Arrange the rows below as a numbered list, starting at the line that contains "Target: person walking" and ending at the line that contains "column 360, row 265", with blank lines omitted.

— Begin —

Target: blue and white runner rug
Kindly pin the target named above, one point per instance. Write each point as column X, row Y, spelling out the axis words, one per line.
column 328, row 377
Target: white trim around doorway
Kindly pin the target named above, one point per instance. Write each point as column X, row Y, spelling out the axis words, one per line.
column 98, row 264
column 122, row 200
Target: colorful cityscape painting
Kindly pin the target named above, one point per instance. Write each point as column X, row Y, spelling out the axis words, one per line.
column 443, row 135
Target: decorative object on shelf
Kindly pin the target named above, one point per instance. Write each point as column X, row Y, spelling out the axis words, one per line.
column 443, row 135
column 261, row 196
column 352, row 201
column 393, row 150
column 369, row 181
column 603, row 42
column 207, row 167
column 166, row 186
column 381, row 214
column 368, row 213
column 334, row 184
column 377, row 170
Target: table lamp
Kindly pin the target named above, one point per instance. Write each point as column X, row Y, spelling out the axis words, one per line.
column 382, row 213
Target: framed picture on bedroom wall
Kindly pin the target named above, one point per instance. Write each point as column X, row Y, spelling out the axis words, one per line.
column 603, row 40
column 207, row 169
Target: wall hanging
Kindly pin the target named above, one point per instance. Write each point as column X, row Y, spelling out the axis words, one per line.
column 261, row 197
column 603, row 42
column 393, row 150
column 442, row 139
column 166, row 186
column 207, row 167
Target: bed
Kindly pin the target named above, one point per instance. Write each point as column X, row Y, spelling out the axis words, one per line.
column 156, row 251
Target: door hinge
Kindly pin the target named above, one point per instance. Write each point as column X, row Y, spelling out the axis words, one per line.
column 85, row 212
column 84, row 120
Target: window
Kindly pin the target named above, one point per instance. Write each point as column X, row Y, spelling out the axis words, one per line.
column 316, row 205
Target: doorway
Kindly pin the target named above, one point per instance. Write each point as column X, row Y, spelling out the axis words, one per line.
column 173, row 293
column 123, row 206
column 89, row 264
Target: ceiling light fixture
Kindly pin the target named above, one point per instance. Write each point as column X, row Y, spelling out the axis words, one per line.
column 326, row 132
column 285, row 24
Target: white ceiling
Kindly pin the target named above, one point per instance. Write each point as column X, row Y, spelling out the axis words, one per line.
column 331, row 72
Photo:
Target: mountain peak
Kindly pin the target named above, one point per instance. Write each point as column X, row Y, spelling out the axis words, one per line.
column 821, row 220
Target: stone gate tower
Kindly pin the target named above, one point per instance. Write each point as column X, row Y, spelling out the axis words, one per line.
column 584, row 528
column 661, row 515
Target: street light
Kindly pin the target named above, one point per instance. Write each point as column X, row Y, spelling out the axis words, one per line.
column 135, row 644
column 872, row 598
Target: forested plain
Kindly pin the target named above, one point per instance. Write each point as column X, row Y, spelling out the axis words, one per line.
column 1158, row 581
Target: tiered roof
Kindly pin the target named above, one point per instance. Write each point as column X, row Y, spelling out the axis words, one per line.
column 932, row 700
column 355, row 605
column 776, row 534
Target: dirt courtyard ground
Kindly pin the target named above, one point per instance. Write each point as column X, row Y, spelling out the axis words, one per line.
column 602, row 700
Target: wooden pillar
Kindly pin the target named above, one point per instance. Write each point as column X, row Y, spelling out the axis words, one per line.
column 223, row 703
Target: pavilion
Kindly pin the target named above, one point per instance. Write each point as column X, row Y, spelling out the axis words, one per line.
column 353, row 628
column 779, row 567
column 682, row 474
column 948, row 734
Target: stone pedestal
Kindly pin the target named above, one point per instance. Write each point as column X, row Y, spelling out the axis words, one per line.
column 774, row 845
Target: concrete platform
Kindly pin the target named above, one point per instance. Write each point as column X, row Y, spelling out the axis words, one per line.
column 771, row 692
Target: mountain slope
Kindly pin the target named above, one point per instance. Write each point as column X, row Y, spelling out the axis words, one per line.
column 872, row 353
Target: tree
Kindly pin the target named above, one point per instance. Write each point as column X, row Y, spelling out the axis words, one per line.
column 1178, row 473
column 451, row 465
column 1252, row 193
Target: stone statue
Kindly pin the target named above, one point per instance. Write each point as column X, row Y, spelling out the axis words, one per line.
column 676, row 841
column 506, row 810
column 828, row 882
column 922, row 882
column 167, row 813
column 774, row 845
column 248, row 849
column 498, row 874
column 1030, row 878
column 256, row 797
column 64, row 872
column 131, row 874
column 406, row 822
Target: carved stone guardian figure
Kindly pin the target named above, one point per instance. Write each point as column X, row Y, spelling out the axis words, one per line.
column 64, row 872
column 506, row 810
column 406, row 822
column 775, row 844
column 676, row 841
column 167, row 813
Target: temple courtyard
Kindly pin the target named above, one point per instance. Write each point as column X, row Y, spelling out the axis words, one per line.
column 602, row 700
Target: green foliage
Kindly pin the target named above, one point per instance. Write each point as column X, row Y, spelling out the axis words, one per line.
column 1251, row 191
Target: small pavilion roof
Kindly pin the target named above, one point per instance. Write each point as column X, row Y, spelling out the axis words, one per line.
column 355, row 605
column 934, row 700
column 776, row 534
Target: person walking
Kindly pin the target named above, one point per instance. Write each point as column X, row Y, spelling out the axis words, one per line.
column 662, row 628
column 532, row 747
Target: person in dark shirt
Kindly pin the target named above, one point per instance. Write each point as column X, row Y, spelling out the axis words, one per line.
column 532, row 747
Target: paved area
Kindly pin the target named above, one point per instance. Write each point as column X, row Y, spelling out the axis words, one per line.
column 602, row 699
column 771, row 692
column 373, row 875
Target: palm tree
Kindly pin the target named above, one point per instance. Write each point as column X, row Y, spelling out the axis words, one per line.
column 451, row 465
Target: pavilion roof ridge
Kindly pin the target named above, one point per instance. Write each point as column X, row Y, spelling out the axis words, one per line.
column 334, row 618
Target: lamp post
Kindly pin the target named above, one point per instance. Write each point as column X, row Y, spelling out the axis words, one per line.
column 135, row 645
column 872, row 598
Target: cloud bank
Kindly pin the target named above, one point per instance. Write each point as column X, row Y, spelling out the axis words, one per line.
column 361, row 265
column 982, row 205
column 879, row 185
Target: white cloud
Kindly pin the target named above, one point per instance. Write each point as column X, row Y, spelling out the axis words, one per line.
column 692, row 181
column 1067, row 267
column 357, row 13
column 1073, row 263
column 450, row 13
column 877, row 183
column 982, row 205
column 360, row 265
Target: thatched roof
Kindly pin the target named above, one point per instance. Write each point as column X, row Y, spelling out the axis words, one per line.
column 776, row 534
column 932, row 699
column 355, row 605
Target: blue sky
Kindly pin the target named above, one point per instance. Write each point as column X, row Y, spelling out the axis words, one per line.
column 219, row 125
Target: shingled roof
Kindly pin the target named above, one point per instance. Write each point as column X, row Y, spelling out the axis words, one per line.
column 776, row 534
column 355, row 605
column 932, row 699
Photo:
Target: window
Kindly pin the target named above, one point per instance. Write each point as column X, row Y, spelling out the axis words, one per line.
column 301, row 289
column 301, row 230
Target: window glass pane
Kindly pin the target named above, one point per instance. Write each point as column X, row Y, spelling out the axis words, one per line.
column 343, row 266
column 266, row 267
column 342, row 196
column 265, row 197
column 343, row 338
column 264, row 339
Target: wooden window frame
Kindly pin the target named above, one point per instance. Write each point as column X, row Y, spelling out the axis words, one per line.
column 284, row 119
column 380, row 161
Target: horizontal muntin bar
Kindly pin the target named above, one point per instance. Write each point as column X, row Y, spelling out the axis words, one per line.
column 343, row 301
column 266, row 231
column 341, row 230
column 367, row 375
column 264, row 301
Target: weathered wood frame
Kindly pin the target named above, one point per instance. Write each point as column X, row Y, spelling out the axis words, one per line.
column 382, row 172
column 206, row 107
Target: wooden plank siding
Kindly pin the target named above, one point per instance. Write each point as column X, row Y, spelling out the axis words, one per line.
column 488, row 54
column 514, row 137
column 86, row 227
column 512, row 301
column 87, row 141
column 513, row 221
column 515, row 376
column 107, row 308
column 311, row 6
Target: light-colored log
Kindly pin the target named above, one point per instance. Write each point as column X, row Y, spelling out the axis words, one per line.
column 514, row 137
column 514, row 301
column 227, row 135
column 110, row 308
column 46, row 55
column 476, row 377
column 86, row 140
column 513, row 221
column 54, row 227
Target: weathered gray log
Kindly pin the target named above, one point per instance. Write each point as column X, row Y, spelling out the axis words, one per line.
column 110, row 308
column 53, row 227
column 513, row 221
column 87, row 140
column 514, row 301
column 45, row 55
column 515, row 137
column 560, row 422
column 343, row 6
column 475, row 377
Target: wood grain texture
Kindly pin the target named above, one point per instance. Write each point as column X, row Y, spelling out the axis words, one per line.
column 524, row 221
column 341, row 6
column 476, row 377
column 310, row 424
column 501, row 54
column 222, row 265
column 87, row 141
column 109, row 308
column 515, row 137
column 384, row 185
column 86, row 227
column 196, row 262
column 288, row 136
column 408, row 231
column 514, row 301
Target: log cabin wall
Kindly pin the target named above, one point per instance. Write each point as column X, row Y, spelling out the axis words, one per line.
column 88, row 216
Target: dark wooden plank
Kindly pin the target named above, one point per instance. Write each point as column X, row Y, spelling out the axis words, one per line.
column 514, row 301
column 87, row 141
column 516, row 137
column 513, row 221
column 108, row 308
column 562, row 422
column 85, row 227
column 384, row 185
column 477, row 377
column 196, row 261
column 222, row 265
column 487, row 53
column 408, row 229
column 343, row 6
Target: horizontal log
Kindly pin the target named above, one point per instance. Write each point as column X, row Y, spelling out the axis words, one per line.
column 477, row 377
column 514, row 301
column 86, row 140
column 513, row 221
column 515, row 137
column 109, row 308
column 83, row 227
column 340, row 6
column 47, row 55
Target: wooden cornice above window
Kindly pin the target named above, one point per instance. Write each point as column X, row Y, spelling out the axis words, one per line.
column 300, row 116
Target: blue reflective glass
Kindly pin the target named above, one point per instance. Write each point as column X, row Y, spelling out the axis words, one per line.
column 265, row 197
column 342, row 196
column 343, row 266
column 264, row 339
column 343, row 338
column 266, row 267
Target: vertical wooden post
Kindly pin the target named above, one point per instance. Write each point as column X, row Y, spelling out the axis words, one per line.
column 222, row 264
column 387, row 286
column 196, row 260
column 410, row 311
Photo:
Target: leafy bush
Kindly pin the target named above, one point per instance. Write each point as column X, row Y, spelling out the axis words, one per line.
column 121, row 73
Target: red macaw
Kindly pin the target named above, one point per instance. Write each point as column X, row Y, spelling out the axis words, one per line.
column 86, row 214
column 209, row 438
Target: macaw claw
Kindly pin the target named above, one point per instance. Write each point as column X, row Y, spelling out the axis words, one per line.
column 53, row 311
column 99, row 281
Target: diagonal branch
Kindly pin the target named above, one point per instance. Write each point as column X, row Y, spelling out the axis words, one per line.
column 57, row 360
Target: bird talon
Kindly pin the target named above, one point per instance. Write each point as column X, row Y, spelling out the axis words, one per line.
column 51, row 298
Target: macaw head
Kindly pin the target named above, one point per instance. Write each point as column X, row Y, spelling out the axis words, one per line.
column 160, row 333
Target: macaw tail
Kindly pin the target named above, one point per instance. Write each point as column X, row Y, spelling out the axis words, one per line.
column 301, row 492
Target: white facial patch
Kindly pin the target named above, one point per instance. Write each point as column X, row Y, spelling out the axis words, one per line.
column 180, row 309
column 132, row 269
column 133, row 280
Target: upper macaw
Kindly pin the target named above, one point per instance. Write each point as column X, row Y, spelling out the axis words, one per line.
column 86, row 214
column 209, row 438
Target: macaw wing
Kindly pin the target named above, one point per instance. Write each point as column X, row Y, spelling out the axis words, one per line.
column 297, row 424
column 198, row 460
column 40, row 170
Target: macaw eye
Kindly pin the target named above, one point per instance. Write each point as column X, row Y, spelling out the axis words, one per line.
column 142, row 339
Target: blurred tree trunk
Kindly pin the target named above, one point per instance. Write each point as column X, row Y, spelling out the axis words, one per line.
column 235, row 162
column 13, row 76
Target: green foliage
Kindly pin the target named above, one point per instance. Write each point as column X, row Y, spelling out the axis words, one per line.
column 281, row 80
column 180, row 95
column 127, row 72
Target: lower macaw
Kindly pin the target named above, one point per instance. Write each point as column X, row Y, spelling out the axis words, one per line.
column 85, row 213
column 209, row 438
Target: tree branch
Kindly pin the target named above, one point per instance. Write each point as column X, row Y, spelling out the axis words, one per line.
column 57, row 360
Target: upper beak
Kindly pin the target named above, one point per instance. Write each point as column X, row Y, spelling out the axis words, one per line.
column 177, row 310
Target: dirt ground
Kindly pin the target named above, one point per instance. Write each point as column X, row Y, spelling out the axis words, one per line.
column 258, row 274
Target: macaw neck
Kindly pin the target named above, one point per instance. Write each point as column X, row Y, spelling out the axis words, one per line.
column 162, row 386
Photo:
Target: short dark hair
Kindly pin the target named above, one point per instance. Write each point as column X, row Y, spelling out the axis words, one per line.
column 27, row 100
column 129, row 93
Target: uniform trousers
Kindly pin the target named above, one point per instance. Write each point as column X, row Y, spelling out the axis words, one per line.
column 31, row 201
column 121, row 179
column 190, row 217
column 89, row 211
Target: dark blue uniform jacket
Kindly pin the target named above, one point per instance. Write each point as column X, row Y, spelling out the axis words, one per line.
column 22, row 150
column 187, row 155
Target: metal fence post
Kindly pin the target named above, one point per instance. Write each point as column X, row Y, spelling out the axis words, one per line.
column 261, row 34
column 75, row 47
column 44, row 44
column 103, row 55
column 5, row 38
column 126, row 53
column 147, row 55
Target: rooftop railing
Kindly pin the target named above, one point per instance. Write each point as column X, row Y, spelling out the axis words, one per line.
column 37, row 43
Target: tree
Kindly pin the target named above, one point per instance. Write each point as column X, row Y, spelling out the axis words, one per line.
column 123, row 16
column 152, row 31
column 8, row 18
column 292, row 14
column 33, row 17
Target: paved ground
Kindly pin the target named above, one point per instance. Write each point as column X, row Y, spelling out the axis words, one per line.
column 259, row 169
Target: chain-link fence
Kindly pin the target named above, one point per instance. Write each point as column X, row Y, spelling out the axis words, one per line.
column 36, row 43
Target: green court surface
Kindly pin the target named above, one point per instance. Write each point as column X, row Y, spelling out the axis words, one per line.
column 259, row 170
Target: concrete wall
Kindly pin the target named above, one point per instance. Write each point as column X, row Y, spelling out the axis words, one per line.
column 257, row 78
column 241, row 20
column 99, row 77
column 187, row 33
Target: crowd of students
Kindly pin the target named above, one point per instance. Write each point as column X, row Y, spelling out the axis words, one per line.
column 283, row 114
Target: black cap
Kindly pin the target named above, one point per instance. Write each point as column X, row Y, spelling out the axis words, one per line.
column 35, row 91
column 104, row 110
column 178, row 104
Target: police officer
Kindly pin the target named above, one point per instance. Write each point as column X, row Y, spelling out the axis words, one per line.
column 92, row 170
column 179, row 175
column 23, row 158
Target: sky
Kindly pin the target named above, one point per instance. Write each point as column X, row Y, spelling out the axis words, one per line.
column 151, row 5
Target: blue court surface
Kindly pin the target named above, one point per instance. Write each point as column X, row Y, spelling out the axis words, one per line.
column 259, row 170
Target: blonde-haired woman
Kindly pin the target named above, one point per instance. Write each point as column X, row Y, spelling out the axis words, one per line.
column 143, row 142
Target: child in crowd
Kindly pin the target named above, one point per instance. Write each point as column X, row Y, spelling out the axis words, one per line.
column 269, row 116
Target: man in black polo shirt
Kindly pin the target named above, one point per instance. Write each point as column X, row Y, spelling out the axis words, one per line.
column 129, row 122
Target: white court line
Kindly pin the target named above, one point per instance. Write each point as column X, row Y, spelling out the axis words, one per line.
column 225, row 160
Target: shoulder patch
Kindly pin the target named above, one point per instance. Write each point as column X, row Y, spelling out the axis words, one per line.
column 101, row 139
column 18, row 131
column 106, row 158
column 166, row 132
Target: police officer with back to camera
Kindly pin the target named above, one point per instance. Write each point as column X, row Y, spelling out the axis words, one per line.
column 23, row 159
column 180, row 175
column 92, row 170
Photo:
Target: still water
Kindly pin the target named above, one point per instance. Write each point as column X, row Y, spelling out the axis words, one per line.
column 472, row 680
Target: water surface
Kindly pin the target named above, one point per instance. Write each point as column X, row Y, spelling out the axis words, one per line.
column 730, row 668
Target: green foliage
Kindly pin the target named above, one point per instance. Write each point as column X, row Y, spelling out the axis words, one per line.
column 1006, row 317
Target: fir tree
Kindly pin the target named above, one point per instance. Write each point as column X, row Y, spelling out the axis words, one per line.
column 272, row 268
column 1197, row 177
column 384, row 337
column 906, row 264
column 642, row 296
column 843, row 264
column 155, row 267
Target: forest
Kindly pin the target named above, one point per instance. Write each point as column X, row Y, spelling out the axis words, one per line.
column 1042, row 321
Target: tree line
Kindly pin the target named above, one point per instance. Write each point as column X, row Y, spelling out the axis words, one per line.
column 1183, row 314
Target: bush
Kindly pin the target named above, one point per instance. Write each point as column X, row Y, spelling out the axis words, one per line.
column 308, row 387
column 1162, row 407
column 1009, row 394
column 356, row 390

— End —

Task response:
1. Target: person walking
2. Kindly pin the target named above, one point per instance. Write each point as column X, row Y, spelling out the axis words, one per line.
3. column 662, row 628
4. column 532, row 747
5. Target: person in dark shirt
6. Kindly pin the target named above, one point per instance. Write each point as column X, row Y, spelling out the axis words, one per line.
7. column 532, row 747
8. Target: paved area
9. Kindly pin the target named above, one point per instance. Write each point as column X, row Y, spelling out the axis words, one per line.
10. column 602, row 699
11. column 771, row 692
12. column 373, row 875
13. Target: palm tree
14. Kindly pin the target named above, one point per instance. Write each point as column X, row Y, spelling out the axis words, one per line.
15. column 451, row 465
16. Target: pavilion roof ridge
17. Kindly pin the target named above, one point per instance. Write each point as column X, row Y, spelling out the axis words, one per line.
18. column 334, row 618
19. Target: lamp post
20. Kindly pin the target named above, one point per instance. Write each point as column X, row Y, spelling out the axis words, one per line.
21. column 135, row 645
22. column 872, row 598
23. Target: cloud bank
24. Kindly pin the target named above, one point per instance. Write each point as column X, row Y, spelling out the axis words, one per line.
25. column 361, row 265
26. column 982, row 205
27. column 879, row 185
28. Target: white cloud
29. Kindly pin the target named above, one point per instance. Write each point as column X, row Y, spelling out the axis words, one per line.
30. column 692, row 181
31. column 1067, row 267
32. column 357, row 13
33. column 1073, row 263
34. column 450, row 13
35. column 877, row 183
36. column 982, row 205
37. column 360, row 265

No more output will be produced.